[Pointing records]
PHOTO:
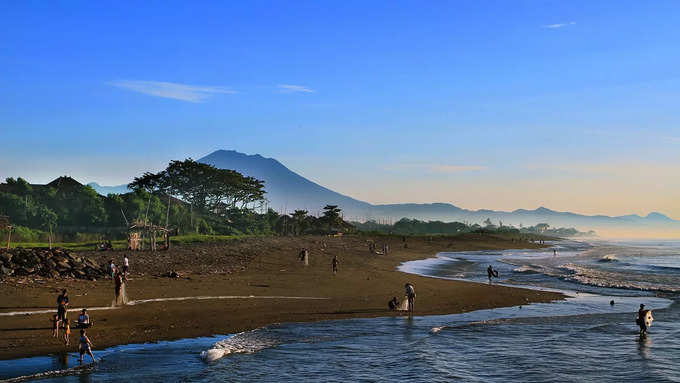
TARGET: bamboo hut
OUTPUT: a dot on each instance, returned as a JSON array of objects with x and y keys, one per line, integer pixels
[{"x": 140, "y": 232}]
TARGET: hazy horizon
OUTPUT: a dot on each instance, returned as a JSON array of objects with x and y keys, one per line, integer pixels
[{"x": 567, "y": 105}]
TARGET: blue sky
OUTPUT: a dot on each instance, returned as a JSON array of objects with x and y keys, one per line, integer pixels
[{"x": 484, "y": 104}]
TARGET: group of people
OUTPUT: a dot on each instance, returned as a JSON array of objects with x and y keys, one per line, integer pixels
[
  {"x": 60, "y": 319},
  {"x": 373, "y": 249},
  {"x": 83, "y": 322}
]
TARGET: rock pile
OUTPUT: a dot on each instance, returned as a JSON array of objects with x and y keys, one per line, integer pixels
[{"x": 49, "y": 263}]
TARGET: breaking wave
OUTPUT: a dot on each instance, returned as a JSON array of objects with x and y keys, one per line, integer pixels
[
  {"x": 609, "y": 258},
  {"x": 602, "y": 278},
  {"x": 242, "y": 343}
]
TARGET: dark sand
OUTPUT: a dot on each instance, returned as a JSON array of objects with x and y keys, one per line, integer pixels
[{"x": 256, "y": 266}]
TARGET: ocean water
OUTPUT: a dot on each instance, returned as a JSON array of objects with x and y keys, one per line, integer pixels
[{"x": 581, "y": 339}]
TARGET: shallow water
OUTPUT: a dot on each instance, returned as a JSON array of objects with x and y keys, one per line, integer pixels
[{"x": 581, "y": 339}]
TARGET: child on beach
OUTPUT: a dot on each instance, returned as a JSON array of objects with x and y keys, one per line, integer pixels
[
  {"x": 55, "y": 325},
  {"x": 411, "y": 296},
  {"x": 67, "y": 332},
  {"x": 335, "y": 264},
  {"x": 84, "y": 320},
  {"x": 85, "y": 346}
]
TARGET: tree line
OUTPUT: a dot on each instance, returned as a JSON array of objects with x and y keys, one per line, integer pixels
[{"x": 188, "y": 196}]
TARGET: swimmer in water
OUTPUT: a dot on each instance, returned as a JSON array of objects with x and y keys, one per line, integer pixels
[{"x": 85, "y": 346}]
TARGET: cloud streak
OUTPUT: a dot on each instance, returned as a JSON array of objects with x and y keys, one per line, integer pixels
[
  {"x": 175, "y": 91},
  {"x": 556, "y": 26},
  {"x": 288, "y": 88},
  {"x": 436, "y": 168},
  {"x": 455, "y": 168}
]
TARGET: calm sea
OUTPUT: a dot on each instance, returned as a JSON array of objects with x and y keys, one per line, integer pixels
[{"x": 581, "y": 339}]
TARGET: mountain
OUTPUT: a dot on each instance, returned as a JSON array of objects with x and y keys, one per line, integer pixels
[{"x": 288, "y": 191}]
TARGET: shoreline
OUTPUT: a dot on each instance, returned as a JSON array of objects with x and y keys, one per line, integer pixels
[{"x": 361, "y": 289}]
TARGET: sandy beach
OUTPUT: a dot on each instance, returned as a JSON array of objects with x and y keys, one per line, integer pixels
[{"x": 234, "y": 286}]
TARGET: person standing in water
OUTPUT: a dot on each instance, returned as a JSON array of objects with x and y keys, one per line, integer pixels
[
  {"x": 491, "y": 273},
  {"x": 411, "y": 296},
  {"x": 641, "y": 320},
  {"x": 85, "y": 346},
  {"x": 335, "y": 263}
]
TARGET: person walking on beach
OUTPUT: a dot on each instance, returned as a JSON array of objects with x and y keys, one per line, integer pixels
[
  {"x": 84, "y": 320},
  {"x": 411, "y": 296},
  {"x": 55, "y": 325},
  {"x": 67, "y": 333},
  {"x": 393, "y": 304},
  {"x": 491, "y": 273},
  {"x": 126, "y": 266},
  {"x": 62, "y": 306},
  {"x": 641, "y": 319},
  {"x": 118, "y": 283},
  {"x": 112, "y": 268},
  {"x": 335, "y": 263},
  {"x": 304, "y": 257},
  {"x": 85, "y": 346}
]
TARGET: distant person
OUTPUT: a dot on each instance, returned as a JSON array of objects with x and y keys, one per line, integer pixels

» **SHORT EXERCISE**: Update every one of the records by replacing "integer pixels" with "whole-number pixels" and keeping all other wording the same. Leave out the pictures.

» **RIGHT ANSWER**:
PHOTO:
TARGET: bamboo hut
OUTPUT: a dot on each instance, returned as a JSON array of objects with x and y keys, one per line, whole-number pixels
[{"x": 140, "y": 232}]
TARGET: hazy horizon
OUTPUT: a dot on each instance, returned as a JSON array of objects with x and y keys, one per line, whole-number pixels
[{"x": 567, "y": 105}]
TARGET: blue sky
OUTPUT: a dot on each instance, returned as a JSON array of objects with x and y keys, one per line, whole-number pixels
[{"x": 484, "y": 104}]
TARGET: group of people
OUTPUT: a dot on each instance, returned as a JSON array of objects with x and y keys, one per line, whole-number pixels
[
  {"x": 60, "y": 319},
  {"x": 373, "y": 249},
  {"x": 83, "y": 322}
]
TARGET: rock pile
OUTPUT: a dot on each instance, returned as a JSON array of objects with x and y keys, one per line, whole-number pixels
[{"x": 49, "y": 263}]
TARGET: breaking wave
OUTPUT: a dot on each instance, returned as a JSON array of objects with x and y keys, one per line, whole-number pixels
[
  {"x": 609, "y": 258},
  {"x": 602, "y": 278},
  {"x": 242, "y": 343}
]
TARGET: dark sand
OUTPUT: a dot on each instance, returned as a JSON array of objects with x and y keys, one per line, whole-number pixels
[{"x": 256, "y": 266}]
TARGET: ocean water
OUTPUT: a dot on each instance, returned as a JSON array of objects with x and y keys, one per line, whole-number pixels
[{"x": 581, "y": 339}]
TARGET: shallow water
OUTPUT: a dot on each instance, returned as a JSON array of objects with x and y keys, one per line, whole-number pixels
[{"x": 581, "y": 339}]
TARGET: child on beach
OUTPUT: a dot on each instance, returned as a JSON array of objects with x and y keys, one per line, whole-number pixels
[
  {"x": 55, "y": 325},
  {"x": 411, "y": 296},
  {"x": 67, "y": 332},
  {"x": 335, "y": 264},
  {"x": 84, "y": 320},
  {"x": 85, "y": 346}
]
TARGET: tree line
OUTPUT: a dot on each instance, returned as a JSON array of objects with x and y keys, one per line, whole-number pixels
[{"x": 188, "y": 196}]
TARGET: swimmer in water
OUTPUT: a dot on each instance, returned as a JSON array of objects with x and y keys, one per line, whole-number pixels
[{"x": 85, "y": 346}]
TARGET: cloud streak
OUTPUT: a dot on each instance, returned as a JSON array of objects with x and y keys, one per line, whole-number pixels
[
  {"x": 175, "y": 91},
  {"x": 556, "y": 26},
  {"x": 288, "y": 88},
  {"x": 436, "y": 168},
  {"x": 455, "y": 168}
]
TARGET: calm sea
OUTPUT: a dot on each instance, returned as a JSON array of objects with x and y keys, one per line, whole-number pixels
[{"x": 581, "y": 339}]
TARGET: mountain
OUTPUT: a dot on each instance, returned as a JSON array of objects with x and y keys, one per line, whole-number pixels
[{"x": 288, "y": 191}]
TARGET: shoreline
OUTPUT: a dot on each instance, returned as a JSON array of objects with x and y keys, one per line, whole-number pixels
[{"x": 361, "y": 289}]
TARGET: sandy beach
OUTPUT: a dot on each instance, returned as a JSON array of objects with x and y keys, one per line, whole-number pixels
[{"x": 234, "y": 286}]
TARGET: person standing in water
OUTPUT: a dot on each instance, returned as a JSON array of objects with x and y keys, one per line, whole-number pixels
[
  {"x": 491, "y": 273},
  {"x": 411, "y": 296},
  {"x": 641, "y": 320},
  {"x": 85, "y": 346},
  {"x": 335, "y": 263}
]
TARGET: person walking on beach
OUTPUT: a dot on each instance, returned as a JSON array of objects with x and y keys, one per line, whole-number pixels
[
  {"x": 84, "y": 320},
  {"x": 411, "y": 296},
  {"x": 55, "y": 325},
  {"x": 67, "y": 333},
  {"x": 393, "y": 304},
  {"x": 491, "y": 273},
  {"x": 126, "y": 266},
  {"x": 62, "y": 306},
  {"x": 641, "y": 319},
  {"x": 118, "y": 283},
  {"x": 112, "y": 268},
  {"x": 335, "y": 263},
  {"x": 304, "y": 257},
  {"x": 85, "y": 346}
]
TARGET: distant person
OUTPUT: a dot on each instance, returned as a JSON array of objects with x and y keys, one per line, whole-number pixels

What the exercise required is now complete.